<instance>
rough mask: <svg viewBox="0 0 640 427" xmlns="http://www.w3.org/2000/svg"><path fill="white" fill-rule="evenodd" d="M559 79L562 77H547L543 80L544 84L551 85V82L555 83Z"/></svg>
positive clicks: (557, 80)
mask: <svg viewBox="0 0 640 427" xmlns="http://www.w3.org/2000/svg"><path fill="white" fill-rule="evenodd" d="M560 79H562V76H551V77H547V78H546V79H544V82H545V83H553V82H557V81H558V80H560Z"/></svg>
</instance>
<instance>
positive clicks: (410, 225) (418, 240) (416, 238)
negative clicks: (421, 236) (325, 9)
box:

────────────────────────────────────────

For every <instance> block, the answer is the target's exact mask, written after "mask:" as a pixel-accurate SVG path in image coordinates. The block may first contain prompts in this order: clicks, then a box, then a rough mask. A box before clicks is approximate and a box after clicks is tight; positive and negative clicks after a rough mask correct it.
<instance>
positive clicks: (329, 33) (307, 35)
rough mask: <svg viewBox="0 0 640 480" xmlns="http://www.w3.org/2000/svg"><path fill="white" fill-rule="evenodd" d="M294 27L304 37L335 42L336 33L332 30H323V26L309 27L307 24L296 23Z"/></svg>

────────────────────────────────────────

# What the task asks:
Line count for the string "negative": state how many lines in the data contain it, and output nothing else.

# Solution to this task:
2